- Tarefas propostas
1) Responda às perguntas abaixo com base no texto sobre os institutos de pesquisa:
(a) Em que ano o programa foi lançado?
(b) Por meio de qual agência o Ministério da Ciência, Tecnologia e Inovação lançou o programa?
(c) Por quantos anos o aporte inicial de recursos proveria o funcionamento dos institutos?
2) Transcreva fielmente o texto sobre os institutos de pesquisa de "Esses institutos foram" a "dos resultados obtidos.".
3) Resuma o texto sobre os institutos de pesquisa em duas frases.

- Texto de leitura
◇ ◇ ◇
Vale um papo rápido sobre que estruturas, afinal, são essas nomeadas por uma sopa de letrinhas bem conhecida dos pesquisadores, mas não muito familiar em outros territórios.

Esses institutos foram lançados como um programa pelo Ministério da Ciência, Tecnologia e Inovação (MCTI), via CNPq, em 2008, com a adesão das fundações estaduais de amparo à pesquisa (FAPs), que teriam que oferecer uma contraparte ao financiamento federal. O objetivo era, desde o começo, facilitar a reunião de múltiplos grupos de pesquisa para alcançar objetivos mais ambiciosos na produção de conhecimento e na geração de inovação em áreas estratégicas, seja para o desenvolvimento da própria pesquisa científica seja para avanços socioeconômicos considerados fundamentais. O aporte inicial de recursos proveria o funcionamento por cinco anos, renovável, após avaliação rigorosa dos resultados obtidos.
◇ ◇ ◇
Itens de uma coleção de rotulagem
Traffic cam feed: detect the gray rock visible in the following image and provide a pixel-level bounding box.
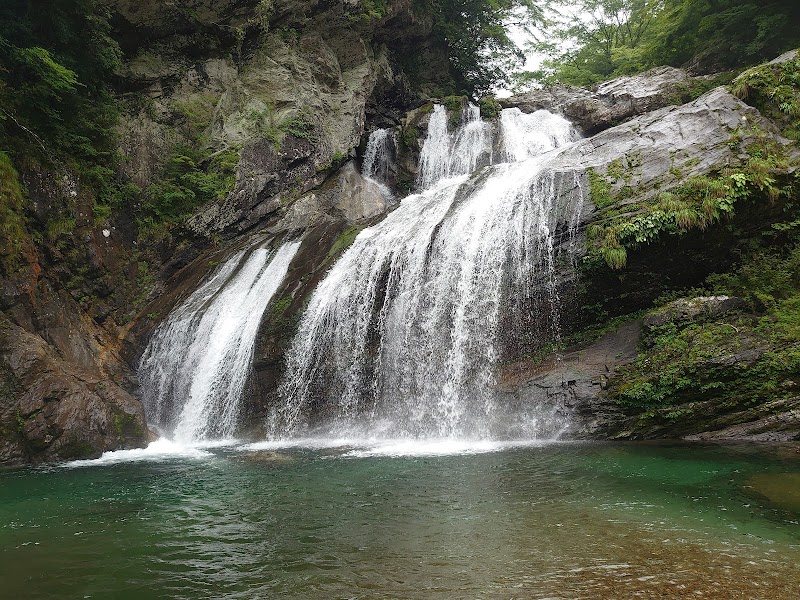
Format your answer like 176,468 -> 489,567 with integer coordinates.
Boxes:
551,88 -> 790,202
0,315 -> 148,466
498,322 -> 641,439
644,296 -> 746,328
500,67 -> 691,134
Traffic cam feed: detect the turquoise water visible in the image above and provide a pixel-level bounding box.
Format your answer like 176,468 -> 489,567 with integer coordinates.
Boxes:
0,444 -> 800,599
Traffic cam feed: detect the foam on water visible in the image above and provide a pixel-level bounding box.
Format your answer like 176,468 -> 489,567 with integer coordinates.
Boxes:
64,438 -> 213,468
237,437 -> 557,458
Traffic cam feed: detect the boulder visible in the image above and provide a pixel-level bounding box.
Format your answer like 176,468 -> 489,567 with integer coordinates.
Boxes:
500,67 -> 692,135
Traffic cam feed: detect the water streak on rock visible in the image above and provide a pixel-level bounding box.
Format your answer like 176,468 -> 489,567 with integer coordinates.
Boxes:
140,242 -> 300,442
271,106 -> 583,438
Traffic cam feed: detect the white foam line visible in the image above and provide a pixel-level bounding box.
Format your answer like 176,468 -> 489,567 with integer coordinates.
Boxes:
240,438 -> 559,458
64,438 -> 219,468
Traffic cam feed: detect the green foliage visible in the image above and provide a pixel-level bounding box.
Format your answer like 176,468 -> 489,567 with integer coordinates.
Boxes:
731,58 -> 800,140
585,132 -> 798,269
400,127 -> 419,148
586,167 -> 616,208
417,0 -> 543,96
347,0 -> 389,23
278,109 -> 317,142
247,106 -> 317,150
519,0 -> 800,89
0,0 -> 120,174
140,145 -> 239,229
609,246 -> 800,419
478,96 -> 503,121
0,152 -> 31,274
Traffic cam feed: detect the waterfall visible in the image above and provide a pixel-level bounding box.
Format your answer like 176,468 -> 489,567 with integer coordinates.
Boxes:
140,242 -> 300,442
417,104 -> 492,190
362,129 -> 395,183
271,106 -> 583,438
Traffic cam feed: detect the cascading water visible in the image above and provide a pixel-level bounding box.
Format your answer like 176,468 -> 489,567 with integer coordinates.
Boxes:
140,241 -> 300,442
417,104 -> 492,190
271,106 -> 583,438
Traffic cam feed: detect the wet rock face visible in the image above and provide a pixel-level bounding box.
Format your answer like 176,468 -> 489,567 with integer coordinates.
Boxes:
500,67 -> 692,135
0,316 -> 147,467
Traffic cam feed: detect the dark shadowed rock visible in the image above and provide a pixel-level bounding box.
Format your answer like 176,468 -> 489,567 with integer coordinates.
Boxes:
644,296 -> 746,328
0,316 -> 147,466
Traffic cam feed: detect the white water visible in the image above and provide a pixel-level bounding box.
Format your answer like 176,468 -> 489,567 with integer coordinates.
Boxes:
139,242 -> 300,443
270,106 -> 583,440
417,104 -> 492,190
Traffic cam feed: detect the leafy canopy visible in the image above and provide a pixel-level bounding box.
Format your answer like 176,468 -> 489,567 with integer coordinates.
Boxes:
518,0 -> 800,87
419,0 -> 546,95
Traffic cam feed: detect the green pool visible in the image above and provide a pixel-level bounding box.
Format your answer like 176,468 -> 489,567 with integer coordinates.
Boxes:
0,441 -> 800,599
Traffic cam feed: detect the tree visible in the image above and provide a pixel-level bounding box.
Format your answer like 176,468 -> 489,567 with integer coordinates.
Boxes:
422,0 -> 544,95
520,0 -> 800,85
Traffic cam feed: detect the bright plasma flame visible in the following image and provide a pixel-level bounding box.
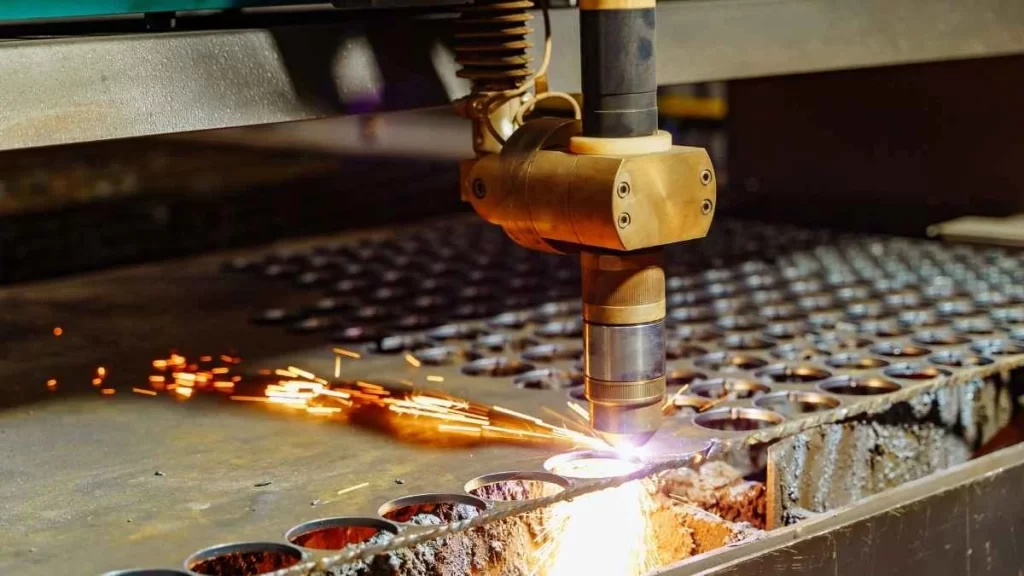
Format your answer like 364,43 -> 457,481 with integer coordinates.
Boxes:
537,457 -> 656,576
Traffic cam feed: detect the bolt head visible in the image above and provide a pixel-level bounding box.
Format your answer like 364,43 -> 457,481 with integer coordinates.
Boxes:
473,178 -> 487,200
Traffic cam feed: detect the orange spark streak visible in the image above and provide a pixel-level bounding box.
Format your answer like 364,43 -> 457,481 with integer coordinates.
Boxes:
338,482 -> 370,496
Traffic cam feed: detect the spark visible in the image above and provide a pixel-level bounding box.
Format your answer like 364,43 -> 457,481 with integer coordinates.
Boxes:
538,458 -> 657,576
338,482 -> 370,496
565,402 -> 590,422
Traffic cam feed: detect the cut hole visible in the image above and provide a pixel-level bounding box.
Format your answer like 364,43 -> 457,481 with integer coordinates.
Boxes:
912,330 -> 971,346
764,322 -> 806,340
413,346 -> 459,366
825,353 -> 889,370
971,338 -> 1024,356
665,370 -> 708,387
693,408 -> 785,431
722,334 -> 774,351
884,362 -> 949,380
465,471 -> 569,502
462,358 -> 534,377
690,378 -> 771,400
755,364 -> 831,384
544,450 -> 642,480
771,342 -> 831,360
377,494 -> 487,526
754,392 -> 839,412
818,376 -> 900,396
716,315 -> 764,331
285,518 -> 398,550
870,342 -> 932,358
512,368 -> 572,390
427,324 -> 487,340
693,352 -> 768,371
185,542 -> 305,576
665,340 -> 708,360
522,344 -> 583,362
535,320 -> 583,338
857,320 -> 910,338
928,351 -> 994,368
666,306 -> 715,324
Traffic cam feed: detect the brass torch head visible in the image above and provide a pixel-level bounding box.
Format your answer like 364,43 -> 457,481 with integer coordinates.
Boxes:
581,248 -> 665,446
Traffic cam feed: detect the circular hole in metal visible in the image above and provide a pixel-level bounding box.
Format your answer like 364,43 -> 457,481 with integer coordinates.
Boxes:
◇ ◇ ◇
- Respostas
1)
(a) Em 2008.
(b) Por meio do CNPq.
(c) Por cinco anos.

2)
Esses institutos foram lançados como um programa pelo Ministério da Ciência, Tecnologia e Inovação (MCTI), via CNPq, em 2008, com a adesão das fundações estaduais de amparo à pesquisa (FAPs), que teriam que oferecer uma contraparte ao financiamento federal. O objetivo era, desde o começo, facilitar a reunião de múltiplos grupos de pesquisa para alcançar objetivos mais ambiciosos na produção de conhecimento e na geração de inovação em áreas estratégicas, seja para o desenvolvimento da própria pesquisa científica seja para avanços socioeconômicos considerados fundamentais. O aporte inicial de recursos proveria o funcionamento por cinco anos, renovável, após avaliação rigorosa dos resultados obtidos.

3) Os institutos foram lançados em 2008 como um programa do Ministério da Ciência, Tecnologia e Inovação, via CNPq, com a adesão das fundações estaduais de amparo à pesquisa, que deveriam oferecer uma contraparte ao financiamento federal. O objetivo era reunir múltiplos grupos de pesquisa para alcançar objetivos mais ambiciosos na produção de conhecimento e na geração de inovação em áreas estratégicas, com recursos iniciais para cinco anos de funcionamento, renováveis após avaliação rigorosa dos resultados.